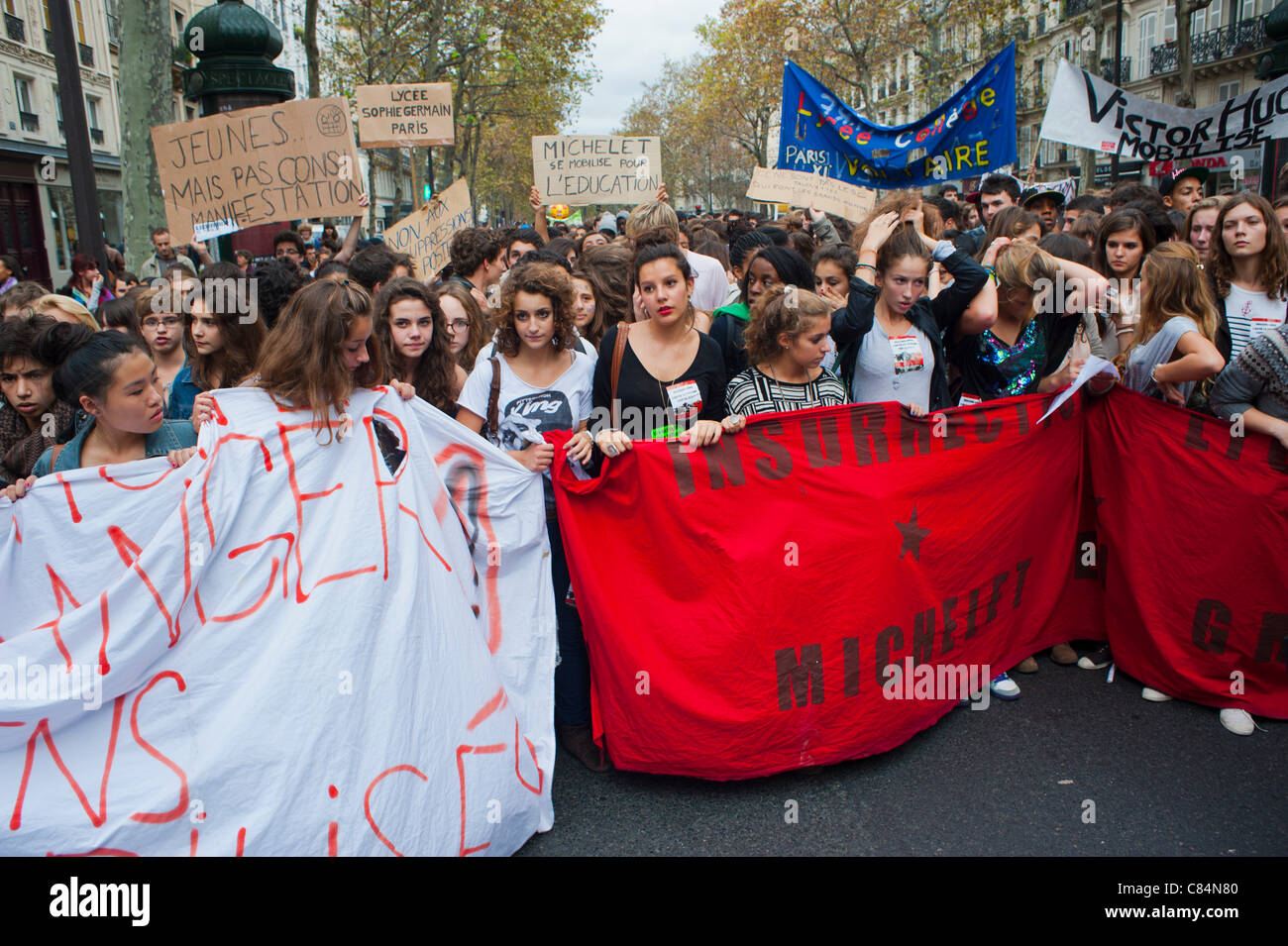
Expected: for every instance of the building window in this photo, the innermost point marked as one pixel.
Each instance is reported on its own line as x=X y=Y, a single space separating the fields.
x=1147 y=35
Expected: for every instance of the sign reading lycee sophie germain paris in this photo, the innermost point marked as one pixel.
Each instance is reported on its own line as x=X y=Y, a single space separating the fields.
x=282 y=162
x=404 y=116
x=596 y=168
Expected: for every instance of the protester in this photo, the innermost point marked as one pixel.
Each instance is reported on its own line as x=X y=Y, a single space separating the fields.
x=709 y=284
x=416 y=344
x=11 y=273
x=590 y=326
x=119 y=315
x=162 y=257
x=31 y=416
x=161 y=325
x=467 y=327
x=20 y=300
x=64 y=309
x=322 y=349
x=1077 y=207
x=772 y=269
x=222 y=351
x=86 y=284
x=787 y=340
x=1184 y=188
x=1172 y=345
x=608 y=270
x=1248 y=271
x=660 y=377
x=1122 y=242
x=536 y=382
x=478 y=262
x=1199 y=224
x=111 y=377
x=890 y=332
x=376 y=264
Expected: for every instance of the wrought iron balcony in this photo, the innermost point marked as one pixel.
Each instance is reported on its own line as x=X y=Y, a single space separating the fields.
x=1072 y=8
x=1224 y=43
x=1107 y=69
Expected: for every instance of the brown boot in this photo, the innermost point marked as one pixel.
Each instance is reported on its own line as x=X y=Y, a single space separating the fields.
x=581 y=743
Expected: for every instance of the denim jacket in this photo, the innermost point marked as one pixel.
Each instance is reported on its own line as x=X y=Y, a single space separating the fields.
x=171 y=435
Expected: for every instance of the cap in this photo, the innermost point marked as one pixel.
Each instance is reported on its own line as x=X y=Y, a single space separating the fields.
x=1041 y=190
x=1164 y=187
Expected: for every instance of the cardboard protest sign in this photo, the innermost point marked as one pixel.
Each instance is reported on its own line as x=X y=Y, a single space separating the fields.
x=1090 y=112
x=228 y=171
x=282 y=648
x=596 y=168
x=404 y=116
x=426 y=235
x=802 y=189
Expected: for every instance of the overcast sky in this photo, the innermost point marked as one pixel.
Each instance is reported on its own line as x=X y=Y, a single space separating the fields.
x=638 y=35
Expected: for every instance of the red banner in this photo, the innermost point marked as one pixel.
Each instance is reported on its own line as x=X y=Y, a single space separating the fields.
x=829 y=581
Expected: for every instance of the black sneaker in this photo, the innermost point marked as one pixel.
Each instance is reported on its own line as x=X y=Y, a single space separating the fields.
x=1096 y=659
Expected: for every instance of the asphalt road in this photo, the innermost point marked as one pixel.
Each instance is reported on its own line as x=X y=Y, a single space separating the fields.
x=1166 y=779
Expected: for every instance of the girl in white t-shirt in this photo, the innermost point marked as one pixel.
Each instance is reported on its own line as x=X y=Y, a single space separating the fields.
x=1248 y=270
x=537 y=381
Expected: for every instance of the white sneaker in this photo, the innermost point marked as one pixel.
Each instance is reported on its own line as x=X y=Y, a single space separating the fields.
x=1237 y=721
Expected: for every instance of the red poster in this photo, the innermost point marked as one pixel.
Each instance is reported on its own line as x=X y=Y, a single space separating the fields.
x=742 y=604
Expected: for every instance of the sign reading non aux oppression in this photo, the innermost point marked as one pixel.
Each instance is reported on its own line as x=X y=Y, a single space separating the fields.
x=426 y=235
x=228 y=171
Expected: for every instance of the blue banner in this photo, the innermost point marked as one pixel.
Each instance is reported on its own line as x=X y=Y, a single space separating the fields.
x=970 y=134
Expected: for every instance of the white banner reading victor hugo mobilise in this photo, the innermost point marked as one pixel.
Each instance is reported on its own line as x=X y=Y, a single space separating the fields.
x=1090 y=112
x=281 y=648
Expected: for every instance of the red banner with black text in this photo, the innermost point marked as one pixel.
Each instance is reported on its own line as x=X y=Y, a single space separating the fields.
x=827 y=583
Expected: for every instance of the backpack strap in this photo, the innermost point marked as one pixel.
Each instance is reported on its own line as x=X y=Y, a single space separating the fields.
x=494 y=399
x=618 y=351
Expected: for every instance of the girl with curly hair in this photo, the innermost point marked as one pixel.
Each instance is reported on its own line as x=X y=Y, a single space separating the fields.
x=415 y=344
x=1248 y=271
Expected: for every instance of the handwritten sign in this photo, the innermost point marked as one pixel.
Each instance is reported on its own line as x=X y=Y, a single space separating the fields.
x=802 y=189
x=426 y=235
x=596 y=168
x=404 y=116
x=230 y=171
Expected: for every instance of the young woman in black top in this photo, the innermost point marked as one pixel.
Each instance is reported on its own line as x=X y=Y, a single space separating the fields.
x=671 y=381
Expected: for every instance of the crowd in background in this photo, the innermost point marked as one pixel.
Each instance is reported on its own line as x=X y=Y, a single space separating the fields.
x=653 y=323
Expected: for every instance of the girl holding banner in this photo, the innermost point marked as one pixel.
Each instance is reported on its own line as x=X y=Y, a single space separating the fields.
x=537 y=381
x=1122 y=242
x=413 y=340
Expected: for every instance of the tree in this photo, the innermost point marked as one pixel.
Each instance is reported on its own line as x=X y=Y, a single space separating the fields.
x=146 y=90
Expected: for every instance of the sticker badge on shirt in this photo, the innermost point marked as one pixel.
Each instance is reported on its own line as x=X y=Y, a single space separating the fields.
x=907 y=354
x=1260 y=323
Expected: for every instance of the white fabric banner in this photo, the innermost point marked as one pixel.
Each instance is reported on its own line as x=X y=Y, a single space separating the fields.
x=1090 y=112
x=281 y=648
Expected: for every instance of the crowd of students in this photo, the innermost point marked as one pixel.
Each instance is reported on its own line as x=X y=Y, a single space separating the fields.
x=671 y=328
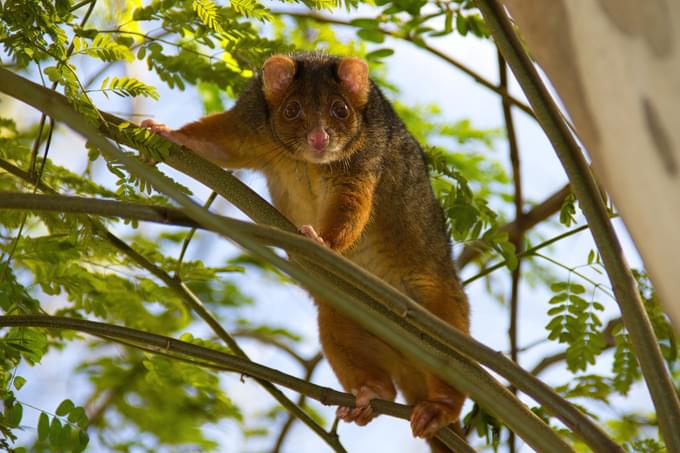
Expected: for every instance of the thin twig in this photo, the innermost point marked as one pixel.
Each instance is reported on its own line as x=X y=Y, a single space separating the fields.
x=586 y=190
x=201 y=356
x=517 y=239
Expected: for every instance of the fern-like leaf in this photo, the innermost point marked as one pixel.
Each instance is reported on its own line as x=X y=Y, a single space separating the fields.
x=128 y=87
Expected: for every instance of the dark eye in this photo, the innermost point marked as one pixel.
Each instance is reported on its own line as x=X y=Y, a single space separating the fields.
x=340 y=110
x=292 y=110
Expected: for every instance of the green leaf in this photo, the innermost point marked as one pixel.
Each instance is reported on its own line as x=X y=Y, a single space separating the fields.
x=55 y=431
x=461 y=24
x=19 y=382
x=83 y=440
x=14 y=414
x=371 y=35
x=43 y=426
x=557 y=287
x=365 y=23
x=378 y=54
x=65 y=407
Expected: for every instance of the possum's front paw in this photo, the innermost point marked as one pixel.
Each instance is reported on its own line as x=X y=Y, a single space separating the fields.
x=429 y=416
x=157 y=128
x=311 y=233
x=362 y=413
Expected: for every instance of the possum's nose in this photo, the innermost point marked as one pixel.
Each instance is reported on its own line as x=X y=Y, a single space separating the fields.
x=318 y=139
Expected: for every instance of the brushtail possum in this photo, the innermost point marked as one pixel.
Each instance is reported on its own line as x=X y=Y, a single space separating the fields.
x=340 y=164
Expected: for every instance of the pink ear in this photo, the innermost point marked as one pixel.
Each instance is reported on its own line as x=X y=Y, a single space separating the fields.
x=277 y=74
x=353 y=74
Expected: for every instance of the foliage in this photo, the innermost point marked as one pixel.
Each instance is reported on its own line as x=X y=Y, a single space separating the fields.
x=67 y=264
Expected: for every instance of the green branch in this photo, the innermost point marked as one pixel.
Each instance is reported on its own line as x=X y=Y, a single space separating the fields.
x=454 y=368
x=299 y=244
x=586 y=190
x=77 y=205
x=202 y=356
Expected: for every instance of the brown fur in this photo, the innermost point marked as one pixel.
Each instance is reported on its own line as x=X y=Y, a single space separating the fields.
x=369 y=196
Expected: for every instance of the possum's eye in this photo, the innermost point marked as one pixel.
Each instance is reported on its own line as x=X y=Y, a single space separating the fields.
x=292 y=110
x=340 y=110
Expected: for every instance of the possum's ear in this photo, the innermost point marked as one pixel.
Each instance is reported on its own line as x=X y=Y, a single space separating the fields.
x=277 y=74
x=353 y=75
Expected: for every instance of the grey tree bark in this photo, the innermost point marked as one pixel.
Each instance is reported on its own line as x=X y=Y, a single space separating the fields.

⁂

- _BRIEF_: All lines in the records with the string "reading" should be copied out.

- _YOUR RESPONSE_:
Expected: for every instance of the sign reading lycee sophie germain paris in this photo, the innermost point marked as one pixel.
Expected: for every instance of the sign reading non aux oppression in this photo, the innermost point marked as one pixel.
Expected: for every instance of the white banner reading victor hugo mobilise in this photo, the innermost point marked as one pixel.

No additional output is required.